Work to be completed:
Recast the items from the line with "Flashcard task. Put a dot on each instance of the street" up to and including the line with "x=879 y=301" as a JSON list of strings, one string per line, omitting blank lines. Include no other items.

Point annotation records:
----
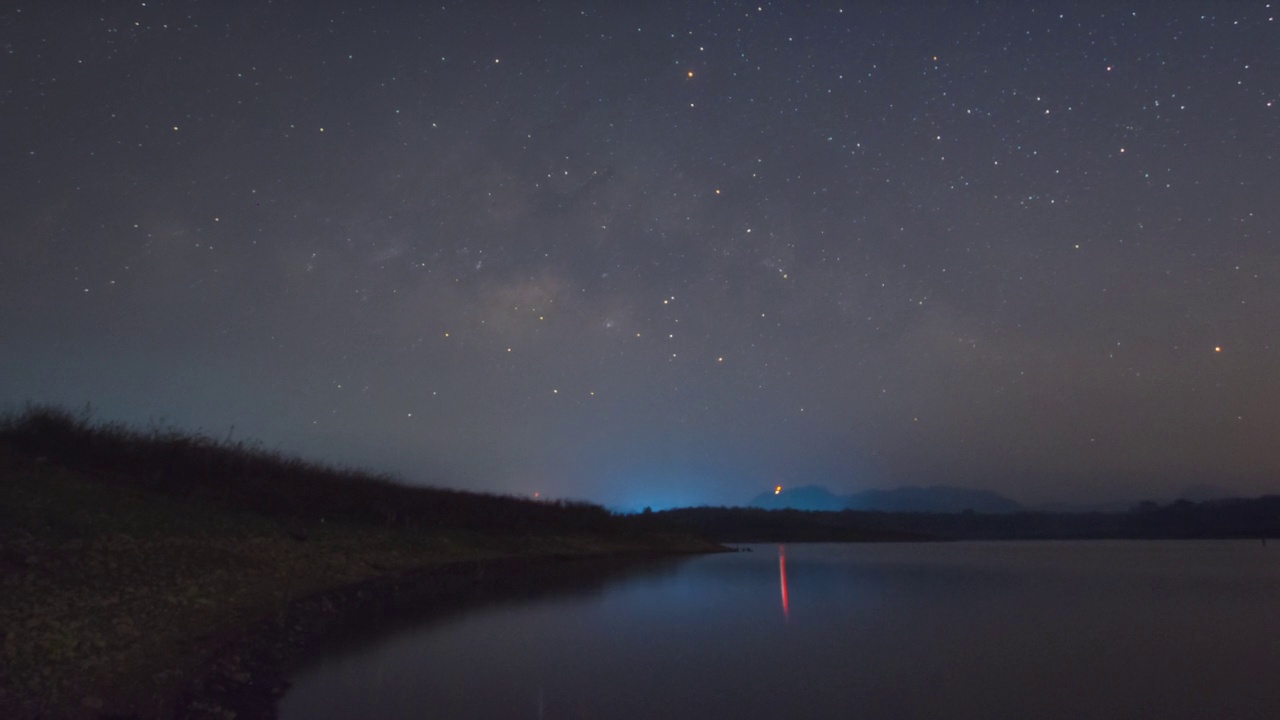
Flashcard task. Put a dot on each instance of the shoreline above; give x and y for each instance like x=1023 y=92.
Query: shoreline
x=120 y=600
x=248 y=675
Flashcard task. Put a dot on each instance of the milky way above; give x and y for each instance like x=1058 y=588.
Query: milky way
x=662 y=253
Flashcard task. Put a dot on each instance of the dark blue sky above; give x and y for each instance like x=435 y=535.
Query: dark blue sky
x=671 y=253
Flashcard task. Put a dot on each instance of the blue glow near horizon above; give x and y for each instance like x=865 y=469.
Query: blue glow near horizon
x=659 y=491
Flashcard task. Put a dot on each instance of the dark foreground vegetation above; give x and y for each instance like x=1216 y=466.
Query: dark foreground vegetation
x=1257 y=518
x=141 y=573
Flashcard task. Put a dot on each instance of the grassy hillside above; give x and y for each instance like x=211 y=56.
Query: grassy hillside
x=129 y=559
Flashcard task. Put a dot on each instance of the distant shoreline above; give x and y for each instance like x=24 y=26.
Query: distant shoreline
x=169 y=575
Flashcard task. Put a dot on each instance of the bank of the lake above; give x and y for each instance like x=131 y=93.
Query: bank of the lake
x=160 y=575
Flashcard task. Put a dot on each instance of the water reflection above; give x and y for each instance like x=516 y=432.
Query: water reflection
x=947 y=630
x=782 y=575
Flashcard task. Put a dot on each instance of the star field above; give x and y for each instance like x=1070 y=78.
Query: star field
x=662 y=254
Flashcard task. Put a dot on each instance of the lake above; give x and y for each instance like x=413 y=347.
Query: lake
x=1013 y=629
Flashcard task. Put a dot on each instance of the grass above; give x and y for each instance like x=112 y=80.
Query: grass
x=129 y=557
x=245 y=477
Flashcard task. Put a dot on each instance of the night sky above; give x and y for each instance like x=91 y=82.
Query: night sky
x=658 y=253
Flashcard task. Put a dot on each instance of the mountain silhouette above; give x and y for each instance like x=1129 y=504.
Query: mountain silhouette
x=935 y=499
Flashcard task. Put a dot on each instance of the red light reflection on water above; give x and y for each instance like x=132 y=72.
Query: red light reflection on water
x=782 y=574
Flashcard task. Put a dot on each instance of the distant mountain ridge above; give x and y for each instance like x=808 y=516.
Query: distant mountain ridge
x=912 y=499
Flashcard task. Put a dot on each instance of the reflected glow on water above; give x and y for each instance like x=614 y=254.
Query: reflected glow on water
x=782 y=575
x=1054 y=630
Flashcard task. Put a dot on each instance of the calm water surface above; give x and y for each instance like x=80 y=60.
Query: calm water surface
x=1036 y=629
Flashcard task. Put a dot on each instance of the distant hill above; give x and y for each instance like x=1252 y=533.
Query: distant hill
x=935 y=499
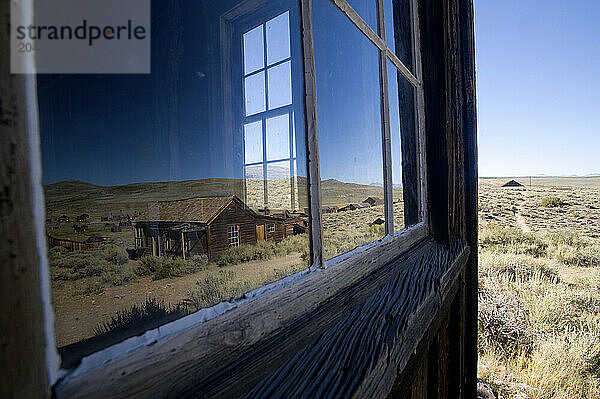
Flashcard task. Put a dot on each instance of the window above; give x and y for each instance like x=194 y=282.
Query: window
x=233 y=236
x=173 y=168
x=369 y=142
x=138 y=237
x=214 y=148
x=269 y=121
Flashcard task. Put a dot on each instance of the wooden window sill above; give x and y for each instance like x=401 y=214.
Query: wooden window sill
x=369 y=311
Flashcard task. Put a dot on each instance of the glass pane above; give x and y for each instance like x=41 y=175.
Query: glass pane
x=278 y=137
x=367 y=9
x=279 y=185
x=350 y=148
x=278 y=38
x=254 y=58
x=398 y=29
x=255 y=93
x=405 y=177
x=253 y=142
x=255 y=187
x=145 y=176
x=280 y=85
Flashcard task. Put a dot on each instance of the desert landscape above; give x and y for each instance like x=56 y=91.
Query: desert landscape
x=102 y=288
x=539 y=296
x=539 y=287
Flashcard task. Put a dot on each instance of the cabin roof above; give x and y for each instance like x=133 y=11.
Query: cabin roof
x=190 y=210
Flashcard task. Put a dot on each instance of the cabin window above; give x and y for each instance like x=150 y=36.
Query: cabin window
x=233 y=235
x=356 y=130
x=139 y=237
x=269 y=119
x=197 y=153
x=175 y=168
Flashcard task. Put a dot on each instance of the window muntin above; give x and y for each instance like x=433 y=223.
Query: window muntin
x=156 y=157
x=398 y=30
x=367 y=10
x=350 y=131
x=274 y=116
x=233 y=235
x=403 y=135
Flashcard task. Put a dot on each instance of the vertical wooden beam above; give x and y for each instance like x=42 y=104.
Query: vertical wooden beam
x=182 y=246
x=471 y=191
x=23 y=343
x=434 y=64
x=312 y=136
x=385 y=127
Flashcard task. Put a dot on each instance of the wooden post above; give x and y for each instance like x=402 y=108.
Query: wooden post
x=182 y=246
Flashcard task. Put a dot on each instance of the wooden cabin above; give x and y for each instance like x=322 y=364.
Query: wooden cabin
x=396 y=318
x=204 y=225
x=373 y=201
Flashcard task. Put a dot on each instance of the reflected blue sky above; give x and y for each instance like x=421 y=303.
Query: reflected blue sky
x=172 y=124
x=348 y=99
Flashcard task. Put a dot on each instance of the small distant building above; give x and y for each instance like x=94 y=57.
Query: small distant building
x=94 y=239
x=79 y=228
x=373 y=201
x=206 y=225
x=377 y=222
x=351 y=207
x=512 y=183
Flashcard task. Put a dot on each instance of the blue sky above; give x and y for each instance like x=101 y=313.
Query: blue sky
x=538 y=87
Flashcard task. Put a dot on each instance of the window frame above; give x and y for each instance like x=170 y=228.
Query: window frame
x=349 y=268
x=236 y=238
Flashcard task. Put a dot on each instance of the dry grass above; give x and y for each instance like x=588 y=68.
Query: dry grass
x=539 y=314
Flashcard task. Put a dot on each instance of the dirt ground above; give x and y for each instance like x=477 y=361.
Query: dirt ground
x=76 y=314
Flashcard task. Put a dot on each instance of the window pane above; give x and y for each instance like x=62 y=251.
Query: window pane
x=279 y=185
x=403 y=132
x=254 y=58
x=280 y=85
x=253 y=142
x=278 y=38
x=367 y=9
x=278 y=137
x=143 y=175
x=350 y=147
x=255 y=93
x=255 y=187
x=398 y=29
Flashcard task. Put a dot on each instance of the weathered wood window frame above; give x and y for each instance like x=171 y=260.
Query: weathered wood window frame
x=233 y=235
x=413 y=233
x=278 y=331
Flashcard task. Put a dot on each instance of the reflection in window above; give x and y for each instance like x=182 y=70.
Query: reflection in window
x=270 y=105
x=367 y=10
x=233 y=235
x=157 y=185
x=350 y=145
x=398 y=29
x=404 y=145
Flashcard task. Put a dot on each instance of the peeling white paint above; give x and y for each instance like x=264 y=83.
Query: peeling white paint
x=150 y=337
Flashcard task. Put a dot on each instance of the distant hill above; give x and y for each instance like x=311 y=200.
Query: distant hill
x=73 y=196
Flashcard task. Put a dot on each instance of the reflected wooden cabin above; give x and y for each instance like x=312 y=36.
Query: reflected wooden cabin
x=206 y=225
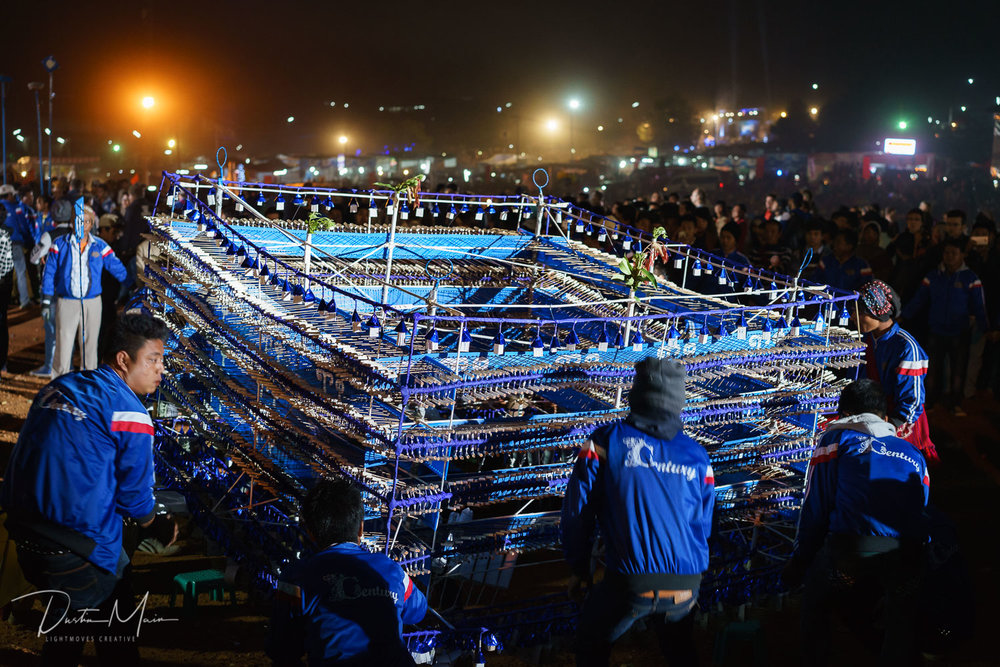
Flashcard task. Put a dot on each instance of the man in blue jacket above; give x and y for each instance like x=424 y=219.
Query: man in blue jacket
x=82 y=463
x=842 y=268
x=72 y=279
x=652 y=490
x=861 y=530
x=345 y=605
x=955 y=303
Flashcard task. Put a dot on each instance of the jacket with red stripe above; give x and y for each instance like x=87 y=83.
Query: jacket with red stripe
x=83 y=460
x=849 y=275
x=75 y=275
x=342 y=603
x=899 y=364
x=862 y=481
x=952 y=297
x=653 y=499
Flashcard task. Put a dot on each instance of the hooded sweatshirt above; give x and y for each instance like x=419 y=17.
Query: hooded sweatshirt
x=862 y=481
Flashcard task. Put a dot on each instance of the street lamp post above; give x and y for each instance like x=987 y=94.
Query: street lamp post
x=574 y=105
x=35 y=86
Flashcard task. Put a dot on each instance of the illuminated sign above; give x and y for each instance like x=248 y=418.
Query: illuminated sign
x=900 y=146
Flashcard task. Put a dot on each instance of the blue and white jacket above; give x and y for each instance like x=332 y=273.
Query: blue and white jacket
x=344 y=602
x=899 y=364
x=72 y=274
x=653 y=500
x=862 y=481
x=83 y=460
x=953 y=297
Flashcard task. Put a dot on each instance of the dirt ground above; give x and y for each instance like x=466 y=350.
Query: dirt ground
x=965 y=487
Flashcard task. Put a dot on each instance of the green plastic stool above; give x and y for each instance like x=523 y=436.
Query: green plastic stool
x=741 y=631
x=195 y=583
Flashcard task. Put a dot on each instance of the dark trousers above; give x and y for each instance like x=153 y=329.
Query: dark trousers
x=6 y=285
x=610 y=610
x=81 y=585
x=952 y=351
x=875 y=594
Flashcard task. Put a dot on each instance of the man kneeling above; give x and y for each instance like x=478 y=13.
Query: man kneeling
x=344 y=605
x=861 y=530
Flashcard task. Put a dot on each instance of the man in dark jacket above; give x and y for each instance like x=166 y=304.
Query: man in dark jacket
x=955 y=303
x=861 y=529
x=652 y=490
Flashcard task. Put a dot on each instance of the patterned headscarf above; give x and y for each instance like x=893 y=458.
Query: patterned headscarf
x=879 y=301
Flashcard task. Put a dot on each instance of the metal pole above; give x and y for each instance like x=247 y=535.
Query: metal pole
x=38 y=115
x=391 y=243
x=48 y=187
x=3 y=122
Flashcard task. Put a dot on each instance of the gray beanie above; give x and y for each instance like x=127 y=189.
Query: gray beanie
x=62 y=210
x=658 y=389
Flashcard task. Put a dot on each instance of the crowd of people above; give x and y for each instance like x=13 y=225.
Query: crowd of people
x=648 y=486
x=944 y=270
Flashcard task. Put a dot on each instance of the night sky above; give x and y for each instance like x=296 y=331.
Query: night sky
x=233 y=71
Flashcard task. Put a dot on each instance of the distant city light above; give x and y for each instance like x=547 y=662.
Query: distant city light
x=899 y=146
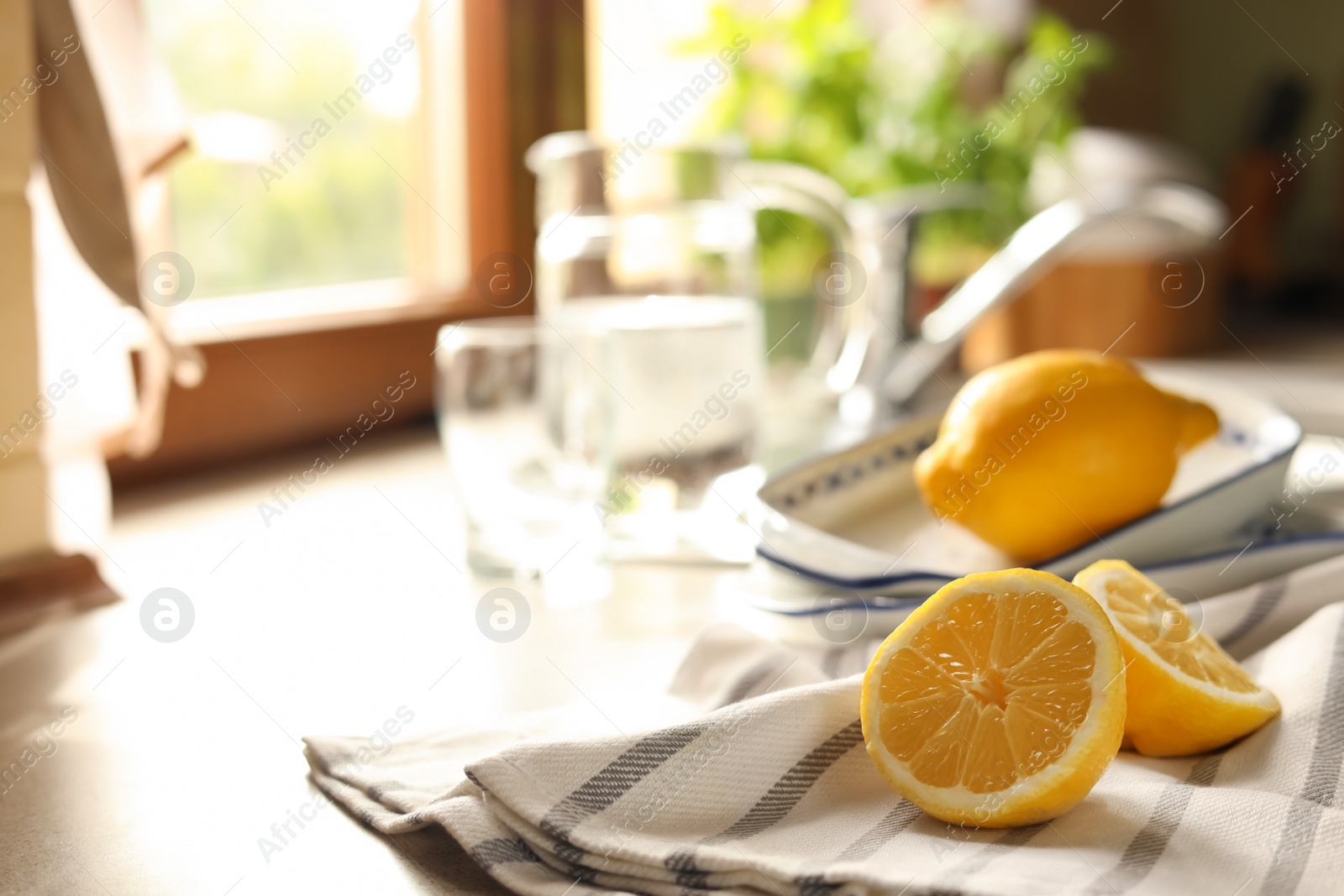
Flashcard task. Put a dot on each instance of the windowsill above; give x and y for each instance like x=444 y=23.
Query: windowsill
x=219 y=318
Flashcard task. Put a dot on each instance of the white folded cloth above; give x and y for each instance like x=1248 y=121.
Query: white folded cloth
x=772 y=793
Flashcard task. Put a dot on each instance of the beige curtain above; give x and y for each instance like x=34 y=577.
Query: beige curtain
x=108 y=128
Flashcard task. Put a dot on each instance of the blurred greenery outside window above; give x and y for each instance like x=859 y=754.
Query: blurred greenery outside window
x=886 y=105
x=269 y=197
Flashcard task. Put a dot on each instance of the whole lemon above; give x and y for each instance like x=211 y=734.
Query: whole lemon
x=1050 y=450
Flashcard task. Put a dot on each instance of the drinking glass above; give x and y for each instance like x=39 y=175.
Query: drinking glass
x=675 y=379
x=528 y=488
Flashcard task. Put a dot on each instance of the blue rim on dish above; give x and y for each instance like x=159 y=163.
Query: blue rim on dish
x=869 y=584
x=887 y=602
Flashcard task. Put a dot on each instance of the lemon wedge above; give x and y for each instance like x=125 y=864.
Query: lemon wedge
x=999 y=701
x=1186 y=694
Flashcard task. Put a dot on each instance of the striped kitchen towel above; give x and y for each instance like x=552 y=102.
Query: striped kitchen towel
x=772 y=793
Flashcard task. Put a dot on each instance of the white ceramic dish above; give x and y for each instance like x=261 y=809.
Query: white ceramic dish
x=855 y=520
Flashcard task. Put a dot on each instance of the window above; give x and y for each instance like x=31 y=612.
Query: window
x=312 y=141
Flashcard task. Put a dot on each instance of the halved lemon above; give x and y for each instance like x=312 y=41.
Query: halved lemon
x=1186 y=694
x=999 y=701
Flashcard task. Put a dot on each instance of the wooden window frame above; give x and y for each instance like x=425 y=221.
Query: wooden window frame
x=293 y=369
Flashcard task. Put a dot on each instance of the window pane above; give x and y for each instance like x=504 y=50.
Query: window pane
x=302 y=123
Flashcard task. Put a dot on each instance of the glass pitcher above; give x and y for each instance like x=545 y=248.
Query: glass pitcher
x=622 y=223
----
Exercise response:
[
  "Flashcard task. Put a dot on each instance of the street lamp post above; give x and y for each instance like x=987 y=94.",
  "Query: street lamp post",
  "x=574 y=105",
  "x=35 y=86",
  "Flashcard task. Put a dot on each instance of the illuminated sign above; give x and y for each instance like x=248 y=418.",
  "Query: illuminated sign",
  "x=900 y=146",
  "Flashcard task. Put a dot on each instance of the blue and white jacket above; give x and y for each instance like x=332 y=273.",
  "Query: blue and white jacket",
  "x=344 y=602",
  "x=899 y=364",
  "x=72 y=274",
  "x=653 y=500",
  "x=862 y=481",
  "x=83 y=460",
  "x=953 y=297",
  "Flashcard task. Put a dot on each instance of the dirt ground above; give x and y for each instance like x=466 y=350.",
  "Query: dirt ground",
  "x=965 y=487",
  "Flashcard task. Put a dot on each instance of the green plastic stool above; give x and y for each instance like x=523 y=436.",
  "Query: green plastic stool",
  "x=741 y=631",
  "x=195 y=583",
  "Flashcard task. Put a dot on each instance of the dark trousers above; give x and y for each instance like x=153 y=329.",
  "Query: dark trousers",
  "x=6 y=285",
  "x=610 y=610",
  "x=81 y=585",
  "x=952 y=351",
  "x=875 y=594",
  "Flashcard task. Put a dot on each instance of the man kneeling above; give x and y for each instance like x=478 y=13.",
  "Query: man kneeling",
  "x=344 y=605",
  "x=861 y=530",
  "Flashcard task. Put a dot on each instance of the man in dark jacket above; give x and y for each instance like x=166 y=304.",
  "Query: man in dark jacket",
  "x=955 y=303",
  "x=861 y=529",
  "x=652 y=490",
  "Flashcard task. Put a dot on each instance of the patterned headscarf above; give x and y for each instance like x=893 y=458.",
  "Query: patterned headscarf",
  "x=879 y=301"
]